## begin Page text

Thread (40 messages) 40 messages, 12 authors, 2024-10-02

Re: [PATCH RFC v3 1/2] mm: Add personality flag to limit address to 47 bits

From: Lorenzo Stoakes <hidden>
Date: 2024-09-06 09:54:44
Also in: linux-alpha, linux-arch, linux-kselftest, linux-mips, linux-mm, linux-s390, linux-sh, lkml, loongarch, sparclinux

(Sorry having issues with my IPv6 setup that duplicated the original email...

On Fri, Sep 06, 2024 at 09:14:08AM GMT, Arnd Bergmann wrote:
On Fri, Sep 6, 2024, at 08:14, Lorenzo Stoakes wrote:
quoted
On Fri, Sep 06, 2024 at 07:17:44AM GMT, Arnd Bergmann wrote:
quoted
On Thu, Sep 5, 2024, at 21:15, Charlie Jenkins wrote:
quoted
Create a personality flag ADDR_LIMIT_47BIT to support applications
that wish to transition from running in environments that support at
most 47-bit VAs to environments that support larger VAs. This
personality can be set to cause all allocations to be below the 47-bit
boundary. Using MAP_FIXED with mmap() will bypass this restriction.

## end Page text
## begin Material shown

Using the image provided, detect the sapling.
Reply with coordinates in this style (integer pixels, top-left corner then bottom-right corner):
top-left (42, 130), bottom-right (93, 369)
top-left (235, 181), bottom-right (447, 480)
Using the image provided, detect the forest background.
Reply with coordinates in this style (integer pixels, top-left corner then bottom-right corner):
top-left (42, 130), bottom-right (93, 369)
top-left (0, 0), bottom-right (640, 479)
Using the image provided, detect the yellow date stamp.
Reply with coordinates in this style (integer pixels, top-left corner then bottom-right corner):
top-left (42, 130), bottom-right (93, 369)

## end Material shown

Prompt: In the mailing-list message, what is the name of the personality flag that the patch proposes to create?

Solution to this exercise: ADDR_LIMIT_47BIT